>> BEGIN DATA SUPPLIED
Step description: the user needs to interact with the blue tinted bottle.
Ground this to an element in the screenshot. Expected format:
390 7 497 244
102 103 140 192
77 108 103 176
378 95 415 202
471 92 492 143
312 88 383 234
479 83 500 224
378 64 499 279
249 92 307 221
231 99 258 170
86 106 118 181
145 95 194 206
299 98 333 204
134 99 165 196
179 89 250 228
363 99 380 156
>> END DATA SUPPLIED
*GOAL OF THE EXERCISE*: Set down every line of the listing above again, reproducing each one without alteration.

*RESPONSE FOR THIS EXERCISE*:
Step description: the user needs to interact with the blue tinted bottle.
Ground this to an element in the screenshot. Expected format:
390 7 497 244
102 103 140 192
77 108 103 176
378 95 415 202
471 92 492 143
312 88 383 234
479 83 500 224
378 64 499 279
249 92 307 221
231 99 258 170
86 106 118 181
145 95 194 206
299 98 333 204
134 99 165 196
179 89 250 228
363 99 380 156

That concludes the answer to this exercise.